Copy out every line of the listing below exactly, starting with the line that contains "Objective — one marker per instance of the child's" and going on through the last line of the listing, including both ends.

——

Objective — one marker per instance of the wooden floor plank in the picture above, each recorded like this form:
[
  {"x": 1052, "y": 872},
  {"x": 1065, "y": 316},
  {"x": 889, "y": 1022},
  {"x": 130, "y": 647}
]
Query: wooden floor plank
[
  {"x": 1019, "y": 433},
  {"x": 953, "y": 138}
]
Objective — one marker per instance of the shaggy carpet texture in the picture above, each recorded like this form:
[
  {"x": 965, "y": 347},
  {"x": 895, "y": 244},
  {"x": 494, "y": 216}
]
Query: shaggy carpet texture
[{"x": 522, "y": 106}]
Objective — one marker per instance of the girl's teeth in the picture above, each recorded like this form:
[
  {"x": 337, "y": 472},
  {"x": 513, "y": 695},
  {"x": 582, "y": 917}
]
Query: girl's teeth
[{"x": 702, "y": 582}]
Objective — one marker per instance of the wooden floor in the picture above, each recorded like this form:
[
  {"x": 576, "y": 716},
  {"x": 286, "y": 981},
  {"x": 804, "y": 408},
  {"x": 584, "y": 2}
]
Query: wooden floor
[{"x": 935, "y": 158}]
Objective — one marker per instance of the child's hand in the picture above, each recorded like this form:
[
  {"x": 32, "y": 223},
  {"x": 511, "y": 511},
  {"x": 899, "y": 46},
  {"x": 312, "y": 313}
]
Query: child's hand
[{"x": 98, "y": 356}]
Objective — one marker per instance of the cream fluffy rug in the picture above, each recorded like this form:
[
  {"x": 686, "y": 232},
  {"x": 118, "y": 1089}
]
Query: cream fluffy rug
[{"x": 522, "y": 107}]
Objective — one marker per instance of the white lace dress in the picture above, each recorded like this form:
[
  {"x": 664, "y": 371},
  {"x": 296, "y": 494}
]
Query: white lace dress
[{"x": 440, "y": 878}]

——

[Exercise answer]:
Objective — one marker per instance of the child's hand in the picture above, each recorded like this form:
[
  {"x": 32, "y": 223},
  {"x": 511, "y": 511},
  {"x": 899, "y": 46},
  {"x": 312, "y": 313}
]
Query: child's hand
[{"x": 98, "y": 356}]
Objective — one marker per instance of the cream fluffy rug in the picture above, each recorded like this form:
[
  {"x": 686, "y": 232},
  {"x": 118, "y": 1089}
]
Query: cream fluffy rug
[{"x": 522, "y": 107}]
Objective — one marker per instance of the white lace dress in the picture above, each recorded like this form:
[
  {"x": 664, "y": 371},
  {"x": 296, "y": 494}
]
Query: white lace dress
[{"x": 440, "y": 878}]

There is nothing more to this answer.